## SUPPLIED RECORDS
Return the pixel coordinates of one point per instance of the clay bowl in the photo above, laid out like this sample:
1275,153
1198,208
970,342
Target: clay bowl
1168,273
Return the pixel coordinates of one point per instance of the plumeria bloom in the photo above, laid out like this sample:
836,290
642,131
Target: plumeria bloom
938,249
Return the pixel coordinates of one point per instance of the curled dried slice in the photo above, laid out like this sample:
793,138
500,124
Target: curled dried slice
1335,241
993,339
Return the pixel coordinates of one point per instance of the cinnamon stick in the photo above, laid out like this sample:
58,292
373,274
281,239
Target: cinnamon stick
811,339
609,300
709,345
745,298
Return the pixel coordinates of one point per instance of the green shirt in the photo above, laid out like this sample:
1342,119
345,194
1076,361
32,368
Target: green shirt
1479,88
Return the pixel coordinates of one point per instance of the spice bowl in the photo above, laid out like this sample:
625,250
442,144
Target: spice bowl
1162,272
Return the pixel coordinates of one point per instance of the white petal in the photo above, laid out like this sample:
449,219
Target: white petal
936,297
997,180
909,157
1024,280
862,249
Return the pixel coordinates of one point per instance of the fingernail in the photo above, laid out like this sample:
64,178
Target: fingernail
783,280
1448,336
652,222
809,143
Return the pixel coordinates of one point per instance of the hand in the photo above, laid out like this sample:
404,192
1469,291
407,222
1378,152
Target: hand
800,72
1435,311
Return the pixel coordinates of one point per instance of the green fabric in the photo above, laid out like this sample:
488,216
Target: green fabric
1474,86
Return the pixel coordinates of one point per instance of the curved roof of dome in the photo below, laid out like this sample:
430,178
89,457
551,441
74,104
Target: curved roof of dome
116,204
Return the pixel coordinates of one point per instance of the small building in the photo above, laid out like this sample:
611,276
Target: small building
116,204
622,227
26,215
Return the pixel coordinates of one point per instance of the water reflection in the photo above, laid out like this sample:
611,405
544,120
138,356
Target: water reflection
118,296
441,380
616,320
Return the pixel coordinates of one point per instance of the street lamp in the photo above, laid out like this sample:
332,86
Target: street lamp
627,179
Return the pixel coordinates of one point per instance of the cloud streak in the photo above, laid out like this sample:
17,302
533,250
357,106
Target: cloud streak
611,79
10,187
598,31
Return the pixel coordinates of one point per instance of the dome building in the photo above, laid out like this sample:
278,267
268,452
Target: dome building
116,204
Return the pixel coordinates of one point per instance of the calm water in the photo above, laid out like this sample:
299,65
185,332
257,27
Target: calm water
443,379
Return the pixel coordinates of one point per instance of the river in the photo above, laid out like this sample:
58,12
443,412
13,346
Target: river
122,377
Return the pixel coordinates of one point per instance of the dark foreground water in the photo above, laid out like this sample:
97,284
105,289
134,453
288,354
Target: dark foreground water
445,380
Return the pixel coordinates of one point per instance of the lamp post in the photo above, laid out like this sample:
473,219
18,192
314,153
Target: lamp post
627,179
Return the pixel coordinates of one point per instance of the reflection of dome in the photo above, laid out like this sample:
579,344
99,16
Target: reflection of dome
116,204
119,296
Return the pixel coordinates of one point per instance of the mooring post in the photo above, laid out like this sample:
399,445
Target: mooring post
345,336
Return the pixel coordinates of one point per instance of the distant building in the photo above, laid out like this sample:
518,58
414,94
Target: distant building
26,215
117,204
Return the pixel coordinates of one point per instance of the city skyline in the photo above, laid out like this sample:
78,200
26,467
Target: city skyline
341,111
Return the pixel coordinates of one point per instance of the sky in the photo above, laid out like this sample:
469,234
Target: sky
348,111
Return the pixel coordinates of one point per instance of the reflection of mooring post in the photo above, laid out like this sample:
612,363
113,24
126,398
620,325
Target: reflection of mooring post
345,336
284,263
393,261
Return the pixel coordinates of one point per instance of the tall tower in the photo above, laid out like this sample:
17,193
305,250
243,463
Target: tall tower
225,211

## HOW TO COMPLETE THIS TASK
Restate the listing word for word.

## RESULT OF THIS EXERCISE
Return the pixel coordinates of one point per instance of the clay bowl in the photo above, laid out like this sample:
1275,153
1198,208
970,342
Target: clay bowl
1168,273
Return the pixel coordinates of one point per instance of the plumeria bloom in the photo above, laid out like this sample:
836,290
642,131
Target: plumeria bloom
938,249
Return the pixel coordinates of one point per instance of the curled dried slice in the photo above, laid out like this sample:
793,138
500,124
Target: curled dried slice
1335,241
993,339
Return the pixel coordinates of one point per instance of the cinnamon stick in the photo above, laid out like this sample:
58,292
373,274
281,239
Target: cinnamon stick
811,339
609,300
709,345
745,298
Return the pixel coordinates of one point per instance of the green shirt in the photo above, laid out like this sample:
1342,119
345,194
1076,361
32,368
Target: green shirt
1479,88
Return the pixel coordinates of one point per instance of the spice bowl in the photo above, laid out like this sample:
625,250
442,144
Target: spice bowl
1162,272
Return the pixel coordinates of one point per instance of the white petal in the photo above, laid out like this sample:
449,219
Target: white petal
936,297
997,180
909,157
1024,280
862,249
Return the pixel coordinates of one point per instance of the fingernail in the photo above, laid out like this sample:
64,178
Target: fingernail
783,280
1448,336
652,222
809,143
Return the pixel coordinates of one point per instance of the hand in the photo above, laid out like this sample:
404,192
1469,291
407,222
1378,152
Target: hand
800,72
1435,311
Return the pixel coordinates of one point per instance of the green fabric in the photo above, laid out like this sample:
488,216
Target: green fabric
1474,86
Return the pixel coordinates of one point per instance of the curved roof of dome in the photo below, laid out like this sample:
430,178
89,457
551,441
74,104
Target: curved roof of dome
116,204
Return the pixel coordinates of one point per instance of the small building in the photo above, laid out like this sample:
611,276
Target: small building
116,204
622,227
26,215
Return the pixel coordinates of one point per instance of the water reflection in the photo above, laid out like this sample:
611,405
544,120
138,356
Target: water reflection
118,296
441,380
616,320
Return the pixel coordinates of one point per instance of the street lamp in the photo above, laid out like this sample:
332,86
Target: street lamp
627,179
Return the pixel coordinates of one point per instance of the cloud streak in the photo above, laid out like this sample:
17,302
533,250
357,106
Target: cloud streak
611,79
10,187
598,31
Return the pixel coordinates of one point per instance of the dome building in the photo above, laid out like this sample:
278,267
268,452
Target: dome building
116,204
Return the pixel coordinates of one point per instance of the calm water in the photo above, laid out like this sample:
299,65
185,332
257,27
Target: calm water
443,379
Return the pixel coordinates of one point per instance of the river in the photo above, laid out like this sample:
58,12
443,412
13,346
Target: river
122,377
Return the pixel coordinates of one point per instance of the dark foreground water in the photo above, laid out like this sample:
97,284
105,289
134,453
288,354
Target: dark foreground water
445,380
Return the pixel coordinates of one point per instance of the lamp post in the photo above, laid out like this sample:
473,219
18,192
314,153
Target: lamp post
627,179
Return the pixel coordinates of one point per instance of the reflection of dome in the photo above, laid out like this sample:
579,344
99,16
Target: reflection of dome
116,204
119,296
Return the pixel coordinates of one point per instance of the mooring post in the photo above, laid out like this sample:
399,445
Target: mooring post
345,336
Return the pixel coordinates of one point per instance of the distant building in the photo above, laid out like this sample:
518,58
414,94
Target: distant building
26,215
117,204
Return the pixel coordinates of one point per instance of the city skyline in the photo above, laid out like this sample:
78,200
26,467
Target: city skyline
341,111
Return the pixel coordinates of one point per instance of the sky in the photo above, laid out like this sample:
469,234
Target: sky
348,111
Return the pixel coordinates of one point per instance of the reflection of mooring post in the photo above, laid out like this sample:
612,363
113,24
126,398
620,325
Target: reflection of mooring post
345,336
284,263
393,261
Return the pixel coordinates of one point per instance of the tall tower in the photo above, laid out like this sample:
17,193
305,250
243,463
Target: tall tower
225,211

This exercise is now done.